TO-DO LIST
(1) In the roof-jump thread, list each distance in feet that the opening post gives before the words "One of us thinks", along with what each one measures.
(2) In the roof-jump thread, what does the reply say is usually a good idea for getting the most distance when aiming down at something?
(3) Please copy the part of the roof-jump thread starting with "One of us thinks" and going on through "of the house??".

EXTRACT PROVIDED
┄┄┄┄┄┄┄┄┄┄┄┄┄┄┄┄┄┄┄┄
Naked Science Forum
Non Life Sciences => Physics, Astronomy & Cosmology => Topic started by: ericthesheep on 20/07/2009 03:40:15

I'm on a flat roof 20 feet high. The pool is 20 feet from the house.
Do I make it?? With and without running start, assuming I have 20 feet to get a running start??
One of us thinks that regardless of how high the roof is you can only jump as far as you would if you were jumping from 'ground level'  If I can take a running start from 20 feet and the furthest I'm able to jump is 10 feet then I'll only be able to jump 10 feet from the base of the house??
The other thinks that you can jump considerably further if you jump from a higher level. Perhaps because of trajectory and/or having more time to move forward??
Would this be the same without a running start, and just standing and jumping as far as one can??
Any help with this would certainly be appreciated.
Thanks a lot.

It does depend on your trajectory. Here's a diagram showing three different trajectories, one succeeding and two ending with a trip to the emergency room or worse. The proportions are a bit wrong, but if the house is 20' high and the pool is 20' away, and assuming you do the same 10' jump you did while running, you can see here all three trajectories intersect 10'from the original place, but depending on the angle of attack have different parabolas and success. To get the most distance when aiming down at something its usually a good idea to shoot straight out, not waste any energy on jumping vertically. Anyway this experiment should not be attempted, because there is little chance anyone would be willing to replicate the results, or scrape you off of the deck.
[diagram=484_0]
i cant figure out how to delete the extra lines from the curves, in anycase for the trajectories just pay attention to the curved lines.
┄┄┄┄┄┄┄┄┄┄┄┄┄┄┄┄┄┄┄┄
SUPPLIED DATA
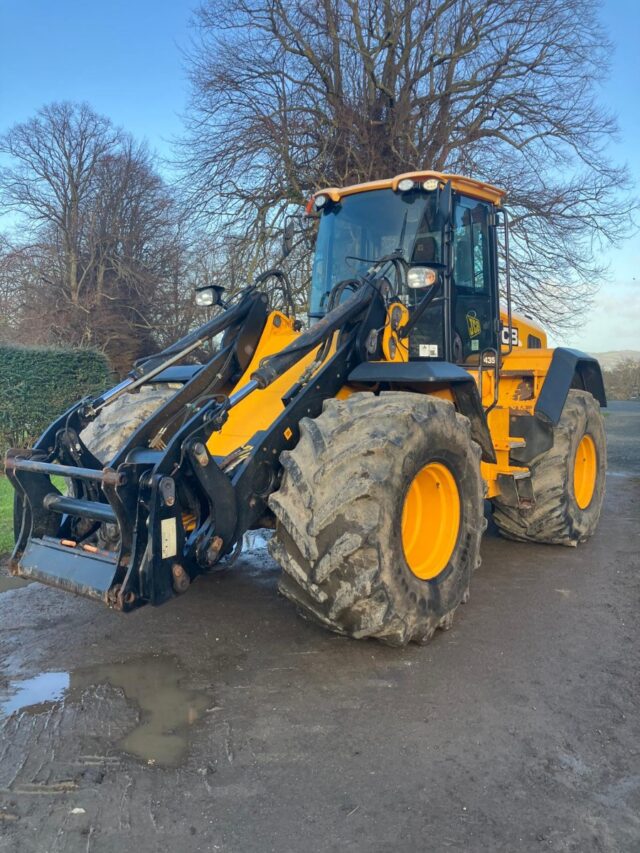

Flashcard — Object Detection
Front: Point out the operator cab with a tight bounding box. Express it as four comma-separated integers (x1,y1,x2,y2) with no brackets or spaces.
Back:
309,172,503,365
┄┄┄┄┄┄┄┄┄┄┄┄┄┄┄┄┄┄┄┄
WRITTEN ANSWERS
(1)
- 20 feet: the height of the flat roof
- 20 feet: how far the pool is from the house
- 20 feet: the space available for a running start

(2) Shoot straight out rather than wasting any energy on jumping vertically.

(3)
One of us thinks that regardless of how high the roof is you can only jump as far as you would if you were jumping from 'ground level'  If I can take a running start from 20 feet and the furthest I'm able to jump is 10 feet then I'll only be able to jump 10 feet from the base of the house??